## What is required
List every line of the entries that contains the string "pixels", with case counting.

(Data entries)
•••••
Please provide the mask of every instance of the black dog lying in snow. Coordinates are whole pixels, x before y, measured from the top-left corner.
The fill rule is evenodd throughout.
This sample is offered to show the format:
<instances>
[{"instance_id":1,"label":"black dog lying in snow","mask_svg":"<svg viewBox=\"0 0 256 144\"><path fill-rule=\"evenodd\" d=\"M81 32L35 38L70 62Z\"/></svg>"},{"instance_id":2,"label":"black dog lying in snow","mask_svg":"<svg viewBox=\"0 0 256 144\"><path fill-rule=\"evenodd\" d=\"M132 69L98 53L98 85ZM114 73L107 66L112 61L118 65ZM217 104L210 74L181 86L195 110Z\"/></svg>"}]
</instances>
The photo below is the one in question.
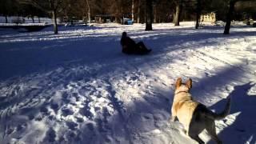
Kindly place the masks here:
<instances>
[{"instance_id":1,"label":"black dog lying in snow","mask_svg":"<svg viewBox=\"0 0 256 144\"><path fill-rule=\"evenodd\" d=\"M146 54L151 50L147 49L142 42L136 43L130 37L127 37L126 32L123 32L121 38L122 52L127 54Z\"/></svg>"}]
</instances>

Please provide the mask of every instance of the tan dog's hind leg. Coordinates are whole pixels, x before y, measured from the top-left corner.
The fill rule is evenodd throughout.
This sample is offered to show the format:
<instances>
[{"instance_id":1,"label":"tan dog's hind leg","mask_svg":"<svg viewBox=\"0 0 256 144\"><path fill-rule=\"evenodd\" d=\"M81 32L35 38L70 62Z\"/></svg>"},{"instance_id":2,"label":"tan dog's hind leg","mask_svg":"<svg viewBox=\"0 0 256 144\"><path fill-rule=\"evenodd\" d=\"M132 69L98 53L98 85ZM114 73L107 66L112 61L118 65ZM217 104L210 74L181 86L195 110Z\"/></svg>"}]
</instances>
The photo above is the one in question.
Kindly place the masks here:
<instances>
[{"instance_id":1,"label":"tan dog's hind leg","mask_svg":"<svg viewBox=\"0 0 256 144\"><path fill-rule=\"evenodd\" d=\"M199 138L198 134L190 134L190 137L197 141L199 144L204 144L205 142Z\"/></svg>"},{"instance_id":2,"label":"tan dog's hind leg","mask_svg":"<svg viewBox=\"0 0 256 144\"><path fill-rule=\"evenodd\" d=\"M214 140L218 144L222 143L222 142L217 136L214 121L207 122L206 129L213 140Z\"/></svg>"}]
</instances>

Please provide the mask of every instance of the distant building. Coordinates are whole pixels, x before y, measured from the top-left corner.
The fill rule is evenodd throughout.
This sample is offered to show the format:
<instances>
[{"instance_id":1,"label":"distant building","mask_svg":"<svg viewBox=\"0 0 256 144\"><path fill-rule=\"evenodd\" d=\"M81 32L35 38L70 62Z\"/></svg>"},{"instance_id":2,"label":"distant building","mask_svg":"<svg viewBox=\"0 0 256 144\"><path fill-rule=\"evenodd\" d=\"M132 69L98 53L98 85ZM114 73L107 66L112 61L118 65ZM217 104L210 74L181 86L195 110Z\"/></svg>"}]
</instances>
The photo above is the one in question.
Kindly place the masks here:
<instances>
[{"instance_id":1,"label":"distant building","mask_svg":"<svg viewBox=\"0 0 256 144\"><path fill-rule=\"evenodd\" d=\"M216 14L215 13L208 13L201 15L202 22L214 22L216 21Z\"/></svg>"},{"instance_id":2,"label":"distant building","mask_svg":"<svg viewBox=\"0 0 256 144\"><path fill-rule=\"evenodd\" d=\"M95 22L98 23L112 22L114 19L114 17L111 14L98 14L94 16Z\"/></svg>"}]
</instances>

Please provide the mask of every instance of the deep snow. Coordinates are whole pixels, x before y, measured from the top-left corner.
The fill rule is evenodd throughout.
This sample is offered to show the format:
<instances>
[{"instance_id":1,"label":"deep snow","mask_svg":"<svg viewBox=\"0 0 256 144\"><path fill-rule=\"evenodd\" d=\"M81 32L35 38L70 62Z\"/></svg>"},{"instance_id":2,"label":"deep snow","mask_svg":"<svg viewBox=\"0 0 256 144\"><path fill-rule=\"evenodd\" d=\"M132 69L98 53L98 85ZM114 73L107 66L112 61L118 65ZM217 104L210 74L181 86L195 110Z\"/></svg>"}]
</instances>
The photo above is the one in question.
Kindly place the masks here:
<instances>
[{"instance_id":1,"label":"deep snow","mask_svg":"<svg viewBox=\"0 0 256 144\"><path fill-rule=\"evenodd\" d=\"M217 112L232 97L223 143L256 143L256 28L194 24L0 29L0 143L196 143L169 122L178 77ZM122 54L122 31L152 53Z\"/></svg>"}]
</instances>

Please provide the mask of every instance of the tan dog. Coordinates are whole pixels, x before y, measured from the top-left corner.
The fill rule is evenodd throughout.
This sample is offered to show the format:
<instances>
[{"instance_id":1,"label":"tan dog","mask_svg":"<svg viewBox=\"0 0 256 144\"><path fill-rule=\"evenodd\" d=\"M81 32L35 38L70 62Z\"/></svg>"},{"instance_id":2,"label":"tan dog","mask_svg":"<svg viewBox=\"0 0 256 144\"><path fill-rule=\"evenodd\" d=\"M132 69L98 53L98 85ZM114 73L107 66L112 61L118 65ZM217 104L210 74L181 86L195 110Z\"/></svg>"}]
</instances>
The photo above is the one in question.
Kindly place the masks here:
<instances>
[{"instance_id":1,"label":"tan dog","mask_svg":"<svg viewBox=\"0 0 256 144\"><path fill-rule=\"evenodd\" d=\"M193 100L190 90L192 88L192 80L186 83L182 78L178 78L175 85L174 98L171 108L171 120L176 118L184 126L186 134L198 142L204 143L198 134L206 129L211 138L217 143L222 143L217 137L214 120L224 118L230 110L230 97L229 97L225 110L221 114L215 114L202 104Z\"/></svg>"}]
</instances>

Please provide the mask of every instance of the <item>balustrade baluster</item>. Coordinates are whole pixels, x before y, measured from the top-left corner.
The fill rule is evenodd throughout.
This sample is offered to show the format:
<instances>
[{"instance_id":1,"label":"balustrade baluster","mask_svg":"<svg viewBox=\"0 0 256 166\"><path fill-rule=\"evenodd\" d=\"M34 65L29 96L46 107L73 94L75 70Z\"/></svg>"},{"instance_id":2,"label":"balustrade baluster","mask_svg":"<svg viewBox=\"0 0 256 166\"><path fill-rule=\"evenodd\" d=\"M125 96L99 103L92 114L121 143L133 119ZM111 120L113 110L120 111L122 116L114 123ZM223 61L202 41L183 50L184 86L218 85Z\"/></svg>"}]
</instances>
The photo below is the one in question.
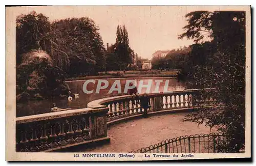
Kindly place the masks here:
<instances>
[{"instance_id":1,"label":"balustrade baluster","mask_svg":"<svg viewBox=\"0 0 256 166\"><path fill-rule=\"evenodd\" d=\"M165 103L164 105L165 105L165 109L167 109L168 105L169 105L169 103L168 103L168 96L165 96Z\"/></svg>"},{"instance_id":2,"label":"balustrade baluster","mask_svg":"<svg viewBox=\"0 0 256 166\"><path fill-rule=\"evenodd\" d=\"M132 99L133 100L133 99ZM134 110L135 109L134 108L134 105L133 104L133 101L132 101L132 103L131 103L132 104L132 108L131 108L131 110L132 110L132 114L131 114L132 115L135 115L135 114L134 113Z\"/></svg>"},{"instance_id":3,"label":"balustrade baluster","mask_svg":"<svg viewBox=\"0 0 256 166\"><path fill-rule=\"evenodd\" d=\"M58 144L59 146L65 146L67 145L65 141L66 133L64 132L64 124L63 120L59 122L59 133L58 134L59 137L59 141Z\"/></svg>"},{"instance_id":4,"label":"balustrade baluster","mask_svg":"<svg viewBox=\"0 0 256 166\"><path fill-rule=\"evenodd\" d=\"M49 138L51 140L51 143L49 145L49 147L51 148L57 147L58 145L56 141L57 135L55 133L55 124L54 122L53 122L51 125L51 135L50 135Z\"/></svg>"},{"instance_id":5,"label":"balustrade baluster","mask_svg":"<svg viewBox=\"0 0 256 166\"><path fill-rule=\"evenodd\" d=\"M76 137L75 140L77 143L80 143L83 141L83 139L82 137L82 131L81 129L81 118L78 118L76 121L76 130L75 131L75 133L76 135Z\"/></svg>"},{"instance_id":6,"label":"balustrade baluster","mask_svg":"<svg viewBox=\"0 0 256 166\"><path fill-rule=\"evenodd\" d=\"M25 126L23 126L23 127L25 128ZM22 141L20 142L21 144L20 152L29 152L29 150L28 149L28 143L29 141L27 140L27 131L25 128L22 129L21 134Z\"/></svg>"},{"instance_id":7,"label":"balustrade baluster","mask_svg":"<svg viewBox=\"0 0 256 166\"><path fill-rule=\"evenodd\" d=\"M109 107L109 111L106 113L106 121L109 122L110 121L110 115L109 113L110 112L110 106L109 107L109 104L107 104L106 106Z\"/></svg>"},{"instance_id":8,"label":"balustrade baluster","mask_svg":"<svg viewBox=\"0 0 256 166\"><path fill-rule=\"evenodd\" d=\"M40 137L41 141L41 148L42 150L47 150L49 148L48 145L47 145L47 140L48 137L46 135L46 124L43 124L42 126L42 135Z\"/></svg>"},{"instance_id":9,"label":"balustrade baluster","mask_svg":"<svg viewBox=\"0 0 256 166\"><path fill-rule=\"evenodd\" d=\"M170 102L169 104L170 105L170 109L173 109L173 96L170 95Z\"/></svg>"},{"instance_id":10,"label":"balustrade baluster","mask_svg":"<svg viewBox=\"0 0 256 166\"><path fill-rule=\"evenodd\" d=\"M68 124L69 131L67 132L67 134L69 139L67 140L67 143L68 144L72 144L75 143L76 141L74 139L74 131L73 130L72 120L71 119L69 120Z\"/></svg>"},{"instance_id":11,"label":"balustrade baluster","mask_svg":"<svg viewBox=\"0 0 256 166\"><path fill-rule=\"evenodd\" d=\"M135 110L136 110L136 112L135 112L135 114L139 114L139 105L138 105L138 100L136 100L136 105L135 105Z\"/></svg>"},{"instance_id":12,"label":"balustrade baluster","mask_svg":"<svg viewBox=\"0 0 256 166\"><path fill-rule=\"evenodd\" d=\"M126 109L125 109L125 102L124 101L123 101L121 103L121 108L122 108L122 112L123 113L122 115L122 118L124 118L124 117L126 117L126 115L125 115L125 112L126 112Z\"/></svg>"},{"instance_id":13,"label":"balustrade baluster","mask_svg":"<svg viewBox=\"0 0 256 166\"><path fill-rule=\"evenodd\" d=\"M187 102L187 106L194 106L195 100L194 99L194 96L192 94L188 95L188 102Z\"/></svg>"},{"instance_id":14,"label":"balustrade baluster","mask_svg":"<svg viewBox=\"0 0 256 166\"><path fill-rule=\"evenodd\" d=\"M121 118L122 117L122 109L121 108L121 102L119 102L118 103L118 118Z\"/></svg>"},{"instance_id":15,"label":"balustrade baluster","mask_svg":"<svg viewBox=\"0 0 256 166\"><path fill-rule=\"evenodd\" d=\"M89 116L86 117L85 122L84 122L84 128L83 129L83 133L82 134L82 138L84 140L89 140L90 139L90 117Z\"/></svg>"},{"instance_id":16,"label":"balustrade baluster","mask_svg":"<svg viewBox=\"0 0 256 166\"><path fill-rule=\"evenodd\" d=\"M113 121L114 119L114 117L115 116L113 112L113 103L110 104L110 120Z\"/></svg>"},{"instance_id":17,"label":"balustrade baluster","mask_svg":"<svg viewBox=\"0 0 256 166\"><path fill-rule=\"evenodd\" d=\"M209 101L210 102L210 105L212 105L214 104L214 99L212 98L212 96L210 95L210 99L209 100Z\"/></svg>"},{"instance_id":18,"label":"balustrade baluster","mask_svg":"<svg viewBox=\"0 0 256 166\"><path fill-rule=\"evenodd\" d=\"M30 151L32 152L37 152L38 151L39 148L37 146L37 142L38 141L38 139L37 138L36 135L36 129L34 128L32 129L32 139L30 140L30 143L31 144L31 147L30 148Z\"/></svg>"},{"instance_id":19,"label":"balustrade baluster","mask_svg":"<svg viewBox=\"0 0 256 166\"><path fill-rule=\"evenodd\" d=\"M186 107L186 94L184 94L182 95L183 96L183 100L182 100L182 107Z\"/></svg>"},{"instance_id":20,"label":"balustrade baluster","mask_svg":"<svg viewBox=\"0 0 256 166\"><path fill-rule=\"evenodd\" d=\"M161 98L161 108L163 108L163 106L164 105L164 104L163 103L163 96L160 96L160 98Z\"/></svg>"}]
</instances>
•••••
## Exercise result
Please provide the mask of every instance of the black dog lying in snow. Coordinates are whole pixels, x before y, measured from the top-left corner.
Please provide the mask of every instance of the tan dog's hind leg. Coordinates are whole pixels, x before y, measured from the top-left corner.
Please provide the mask of every instance of the distant building. Coordinates are whole pixels, x before y, measured from the top-left corner.
Please provide the mask of every instance of the deep snow. Coordinates are whole pixels, x before y, measured from the top-left corner.
Please provide the mask of every instance of the tan dog. Coordinates are whole pixels, x before y, measured from the top-left corner.
Please provide the mask of every instance of the <item>balustrade baluster</item>. Coordinates are whole pixels, x before y, measured from the top-left corner.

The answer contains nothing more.